- _TASK_: Convert the items below into a numbered list, omitting any blank lines.

── INPUT ──

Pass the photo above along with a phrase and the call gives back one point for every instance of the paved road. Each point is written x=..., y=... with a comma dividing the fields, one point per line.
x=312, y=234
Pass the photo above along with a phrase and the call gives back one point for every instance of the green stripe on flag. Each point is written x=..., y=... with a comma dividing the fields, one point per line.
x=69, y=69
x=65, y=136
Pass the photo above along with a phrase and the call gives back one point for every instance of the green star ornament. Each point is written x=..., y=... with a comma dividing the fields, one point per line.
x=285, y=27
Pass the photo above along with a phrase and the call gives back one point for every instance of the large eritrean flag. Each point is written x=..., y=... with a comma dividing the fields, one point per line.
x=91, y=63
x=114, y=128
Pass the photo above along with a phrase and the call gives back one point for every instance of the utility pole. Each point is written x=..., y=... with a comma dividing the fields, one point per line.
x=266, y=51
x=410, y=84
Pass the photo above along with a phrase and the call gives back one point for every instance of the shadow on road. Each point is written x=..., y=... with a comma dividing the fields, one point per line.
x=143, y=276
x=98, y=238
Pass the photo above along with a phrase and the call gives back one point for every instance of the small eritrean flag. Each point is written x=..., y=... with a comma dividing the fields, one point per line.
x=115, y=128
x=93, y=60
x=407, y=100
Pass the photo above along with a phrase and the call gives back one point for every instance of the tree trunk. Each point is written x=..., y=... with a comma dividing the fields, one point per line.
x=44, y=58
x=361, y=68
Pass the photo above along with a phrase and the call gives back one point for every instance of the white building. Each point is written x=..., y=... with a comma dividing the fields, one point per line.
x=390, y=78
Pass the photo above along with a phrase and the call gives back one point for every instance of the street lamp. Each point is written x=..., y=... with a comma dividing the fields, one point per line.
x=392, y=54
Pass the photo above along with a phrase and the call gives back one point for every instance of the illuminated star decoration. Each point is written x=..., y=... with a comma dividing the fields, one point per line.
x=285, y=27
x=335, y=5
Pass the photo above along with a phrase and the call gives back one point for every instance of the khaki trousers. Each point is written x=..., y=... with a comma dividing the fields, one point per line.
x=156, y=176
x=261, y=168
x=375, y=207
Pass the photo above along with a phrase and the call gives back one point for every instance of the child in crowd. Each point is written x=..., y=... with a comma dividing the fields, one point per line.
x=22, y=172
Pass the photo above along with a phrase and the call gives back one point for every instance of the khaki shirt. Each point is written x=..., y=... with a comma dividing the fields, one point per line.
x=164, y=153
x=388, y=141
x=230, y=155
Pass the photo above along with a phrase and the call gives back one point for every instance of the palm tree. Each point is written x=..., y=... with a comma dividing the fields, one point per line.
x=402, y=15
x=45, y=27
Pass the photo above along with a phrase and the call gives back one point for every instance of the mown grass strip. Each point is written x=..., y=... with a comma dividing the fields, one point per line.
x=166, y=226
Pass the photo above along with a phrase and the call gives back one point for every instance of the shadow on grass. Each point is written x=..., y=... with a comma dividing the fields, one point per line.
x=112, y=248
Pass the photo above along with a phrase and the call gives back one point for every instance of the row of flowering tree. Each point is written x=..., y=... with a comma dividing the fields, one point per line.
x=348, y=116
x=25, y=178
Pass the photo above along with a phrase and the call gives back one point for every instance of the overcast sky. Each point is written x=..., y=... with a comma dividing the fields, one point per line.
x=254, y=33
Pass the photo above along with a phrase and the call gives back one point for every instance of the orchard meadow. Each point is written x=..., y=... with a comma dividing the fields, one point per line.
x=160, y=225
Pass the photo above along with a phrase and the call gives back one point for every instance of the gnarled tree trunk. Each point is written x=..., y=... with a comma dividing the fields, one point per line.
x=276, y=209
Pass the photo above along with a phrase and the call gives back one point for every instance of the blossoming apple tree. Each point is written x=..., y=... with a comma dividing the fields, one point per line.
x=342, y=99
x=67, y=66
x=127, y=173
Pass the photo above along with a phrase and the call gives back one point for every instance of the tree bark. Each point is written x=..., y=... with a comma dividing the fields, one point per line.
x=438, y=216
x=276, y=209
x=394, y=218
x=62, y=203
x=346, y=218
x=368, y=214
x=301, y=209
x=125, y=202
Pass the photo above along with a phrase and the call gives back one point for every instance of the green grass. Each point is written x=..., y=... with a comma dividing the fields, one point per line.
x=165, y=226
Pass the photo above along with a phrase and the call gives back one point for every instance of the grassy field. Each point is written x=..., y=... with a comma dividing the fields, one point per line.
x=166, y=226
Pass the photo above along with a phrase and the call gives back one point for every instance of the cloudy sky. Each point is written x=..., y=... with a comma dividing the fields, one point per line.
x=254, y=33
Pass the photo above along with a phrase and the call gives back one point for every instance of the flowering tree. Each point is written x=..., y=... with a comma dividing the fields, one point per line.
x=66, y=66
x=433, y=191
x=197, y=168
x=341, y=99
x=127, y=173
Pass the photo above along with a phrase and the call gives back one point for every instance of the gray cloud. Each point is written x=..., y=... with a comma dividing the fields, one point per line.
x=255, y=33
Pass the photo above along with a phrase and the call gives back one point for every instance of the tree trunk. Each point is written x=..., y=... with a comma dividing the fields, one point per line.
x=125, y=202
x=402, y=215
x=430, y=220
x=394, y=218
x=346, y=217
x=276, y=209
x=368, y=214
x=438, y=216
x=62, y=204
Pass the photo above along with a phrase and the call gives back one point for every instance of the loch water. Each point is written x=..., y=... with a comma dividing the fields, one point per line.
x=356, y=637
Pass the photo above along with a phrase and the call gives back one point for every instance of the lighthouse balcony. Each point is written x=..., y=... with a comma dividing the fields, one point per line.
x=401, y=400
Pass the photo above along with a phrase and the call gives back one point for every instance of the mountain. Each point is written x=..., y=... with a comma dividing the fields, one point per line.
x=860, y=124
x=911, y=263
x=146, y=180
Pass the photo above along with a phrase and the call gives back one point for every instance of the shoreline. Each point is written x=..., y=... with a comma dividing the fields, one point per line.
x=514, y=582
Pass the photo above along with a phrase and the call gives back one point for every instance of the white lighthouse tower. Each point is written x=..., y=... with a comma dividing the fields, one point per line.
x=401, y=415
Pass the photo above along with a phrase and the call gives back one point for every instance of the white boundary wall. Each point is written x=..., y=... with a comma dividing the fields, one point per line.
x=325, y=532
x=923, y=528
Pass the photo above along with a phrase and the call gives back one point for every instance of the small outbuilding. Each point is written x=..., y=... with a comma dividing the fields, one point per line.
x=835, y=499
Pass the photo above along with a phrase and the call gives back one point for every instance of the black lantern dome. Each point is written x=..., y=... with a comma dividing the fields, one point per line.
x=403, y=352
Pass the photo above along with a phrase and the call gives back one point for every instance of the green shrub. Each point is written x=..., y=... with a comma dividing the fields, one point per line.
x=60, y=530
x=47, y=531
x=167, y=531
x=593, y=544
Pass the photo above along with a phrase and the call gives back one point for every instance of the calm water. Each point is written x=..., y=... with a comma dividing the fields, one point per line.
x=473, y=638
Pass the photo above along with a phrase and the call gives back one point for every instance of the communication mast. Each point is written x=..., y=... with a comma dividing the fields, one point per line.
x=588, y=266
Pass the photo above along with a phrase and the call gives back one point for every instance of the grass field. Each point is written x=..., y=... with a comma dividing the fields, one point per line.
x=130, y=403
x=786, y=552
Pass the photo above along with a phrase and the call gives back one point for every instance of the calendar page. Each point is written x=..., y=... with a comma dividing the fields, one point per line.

───

- _ANSWER FOR THE TASK_:
1. Pass the photo above along with a phrase and the call gives back one point for every instance of the paved road. Each point is written x=..., y=... with a comma dividing the fields, one point per line.
2. x=312, y=234
3. Pass the photo above along with a phrase and the call gives back one point for every instance of the green stripe on flag. Each point is written x=..., y=... with a comma dividing the fields, one point per line.
4. x=69, y=69
5. x=65, y=136
6. Pass the photo above along with a phrase and the call gives back one point for every instance of the green star ornament. Each point is written x=..., y=... with a comma dividing the fields, one point per line.
7. x=285, y=27
8. Pass the photo above along with a phrase and the call gives back one point for every instance of the large eritrean flag. Each point is written x=..., y=... with a comma dividing the fields, one point per line.
9. x=91, y=63
10. x=114, y=128
11. Pass the photo above along with a phrase and the call gives back one point for every instance of the utility pole. Each point is written x=..., y=... with a comma dividing the fields, one point per line.
12. x=266, y=51
13. x=410, y=84
14. Pass the photo above along with a phrase and the call gives back one point for every instance of the shadow on road. Each point is written x=..., y=... with a comma dividing the fields, one point per line.
15. x=143, y=276
16. x=98, y=238
17. Pass the photo above along with a phrase and the call gives back one point for every instance of the small eritrean flag. Each point is written x=..., y=... with a comma dividing the fields, one point per line.
18. x=115, y=128
19. x=93, y=60
20. x=407, y=100
21. Pass the photo above along with a phrase and the call gives back one point for every instance of the tree trunk. Each point is written x=..., y=... with a comma dividing the fields, one point per line.
22. x=44, y=58
23. x=361, y=68
24. Pass the photo above along with a phrase and the call gives back one point for every instance of the white building. Each point is written x=..., y=... with a comma dividing the fields, one point per line.
25. x=390, y=78
26. Pass the photo above along with a phrase and the call gives back one point for every instance of the street lamp. Each point is written x=..., y=... with a comma dividing the fields, one point per line.
27. x=392, y=54
28. Pass the photo above along with a phrase and the call gives back one point for every instance of the illuminated star decoration. Each point is written x=..., y=... with a comma dividing the fields, one point per line.
29. x=285, y=27
30. x=335, y=5
31. Pass the photo above along with a phrase and the call gives back one point for every instance of the khaki trousers. Each point is written x=..., y=... with a comma dividing the fields, one point per line.
32. x=156, y=176
33. x=261, y=168
34. x=375, y=207
35. Pass the photo above along with a phrase and the call gives back one point for every instance of the child in crowd. Each point is written x=..., y=... with a comma dividing the fields, one point per line.
36. x=22, y=172
37. Pass the photo above along with a phrase and the call gives back one point for every instance of the khaki shirt. Each point is written x=..., y=... with a comma dividing the fields, one point per line.
38. x=164, y=153
39. x=388, y=141
40. x=230, y=155
41. Pass the photo above along with a phrase and the call gives back one point for every instance of the palm tree. Each point is written x=..., y=... with a comma dividing the fields, one point per line.
42. x=402, y=15
43. x=45, y=27
44. Pass the photo above along with a phrase and the call gives back one point for every instance of the mown grass strip. Each point is written x=..., y=... with a comma dividing the fields, one point per line.
45. x=166, y=226
46. Pass the photo above along with a phrase and the call gives back one point for every instance of the shadow on grass. Each point is written x=..., y=... with a comma dividing the fields, one point per line.
47. x=112, y=248
48. Pass the photo above along with a phrase and the call gives back one point for every instance of the row of flowering tree. Each point is written x=..., y=... with a comma dividing the fields, one point per line.
49. x=348, y=116
50. x=25, y=178
51. Pass the photo above along with a phrase and the call gives back one point for every instance of the overcast sky. Each point is written x=..., y=... with a comma dividing the fields, one point per line.
52. x=254, y=33
53. Pass the photo above along with a phrase and the call gives back one point for every instance of the orchard meadow. Each point is written x=..., y=... with a comma dividing the fields, one point per line.
54. x=160, y=225
55. Pass the photo above along with a phrase and the call gives back one point for every instance of the gnarled tree trunk. Each point is written x=..., y=... with a comma dividing the fields, one point per line.
56. x=276, y=209
57. Pass the photo above along with a phrase and the call gives back one point for every instance of the blossoming apple tree. Each point is written x=..., y=... with a comma dividing the fields, one point per line.
58. x=342, y=99
59. x=67, y=66
60. x=127, y=173
61. Pass the photo above along with a phrase and the call gives back one point for every instance of the tree bark. Each point is written x=..., y=... with a comma dividing the fields, one point per line.
62. x=438, y=216
63. x=276, y=209
64. x=394, y=218
65. x=62, y=203
66. x=346, y=218
67. x=368, y=214
68. x=301, y=209
69. x=125, y=202
70. Pass the photo above along with a phrase and the call gives back one point for every instance of the green grass. Each point is written x=..., y=... with a comma dividing the fields, one point per line.
71. x=165, y=226
72. Pass the photo above along with a phrase and the call gives back one point for every instance of the grassy field. Each point is written x=..., y=... with a comma dividing the fields, one point per line.
73. x=166, y=226
74. Pass the photo above along with a phrase and the call gives back one point for every instance of the cloudy sky. Each point is written x=..., y=... with a comma dividing the fields, one point per line.
75. x=254, y=33
76. Pass the photo above along with a phrase and the call gives back one point for every instance of the flowering tree. Each point is written x=..., y=... with a comma dividing the fields, one point per line.
77. x=66, y=66
78. x=433, y=191
79. x=197, y=168
80. x=341, y=99
81. x=127, y=173
82. Pass the photo above along with a phrase and the call gives back one point for every instance of the gray cloud. Each point is written x=..., y=... with a comma dividing the fields, one point per line.
83. x=255, y=33
84. Pass the photo above along with a phrase and the call gives back one point for every instance of the tree trunk. Each point is written x=..., y=... with a comma dividing the fields, one point per line.
85. x=125, y=202
86. x=402, y=215
87. x=430, y=220
88. x=394, y=218
89. x=346, y=217
90. x=276, y=209
91. x=368, y=214
92. x=438, y=216
93. x=62, y=204
94. Pass the photo above along with a phrase and the call gives back one point for every instance of the loch water. Each point is written x=..., y=... with a comma dividing the fields, one point per line.
95. x=356, y=637
96. Pass the photo above along with a phrase and the call gives back one point for every instance of the lighthouse balcony. Each point is written x=..., y=... with a comma dividing the fields, one point per line.
97. x=401, y=400
98. Pass the photo above along with a phrase and the call gives back one point for every instance of the mountain. Each point is written x=..., y=... with a comma dividing the fields, one point per line.
99. x=860, y=124
100. x=911, y=263
101. x=146, y=180
102. Pass the photo above along with a phrase and the call gives back one point for every instance of the shoreline. Each point is written x=..., y=... with a comma dividing the fields, one point per line.
103. x=514, y=582
104. Pass the photo above along with a phrase and the call gives back one point for every instance of the white lighthouse tower. Each point is written x=..., y=... with a comma dividing the fields, one point per line.
105. x=401, y=415
106. Pass the photo above along with a phrase and the call gives back one point for every instance of the white boundary wall. Each point is written x=..., y=... with a comma dividing the fields, one point per line.
107. x=325, y=532
108. x=923, y=528
109. Pass the photo above along with a phrase and the call gives back one point for every instance of the small outbuilding. Each point is written x=..., y=... with a comma dividing the fields, one point per line.
110. x=835, y=499
111. Pass the photo above along with a phrase and the call gives back one point for every instance of the black lantern dome. Each point is written x=..., y=... with a comma dividing the fields, one point per line.
112. x=403, y=352
113. Pass the photo above along with a phrase and the call gives back one point for every instance of the green shrub. Each point is written x=..., y=... with a comma dividing the fields, one point per line.
114. x=60, y=530
115. x=47, y=531
116. x=167, y=531
117. x=593, y=544
118. Pass the photo above along with a phrase and the call gives back one point for every instance of the calm water. Each point is written x=..., y=... with a comma dividing the fields, one point per line.
119. x=473, y=638
120. Pass the photo above along with a phrase and the call gives back one point for every instance of the communication mast. Each point is written x=..., y=... with a comma dividing the fields, one point per line.
121. x=588, y=266
122. Pass the photo above along with a phrase and the call gives back one point for every instance of the grass field. Each point is written x=..., y=... with a comma dividing the fields, one point per line.
123. x=130, y=403
124. x=786, y=552
125. Pass the photo above along with a phrase and the call gives back one point for every instance of the calendar page. Each point is written x=..., y=... with a comma dividing the fields, one point per line.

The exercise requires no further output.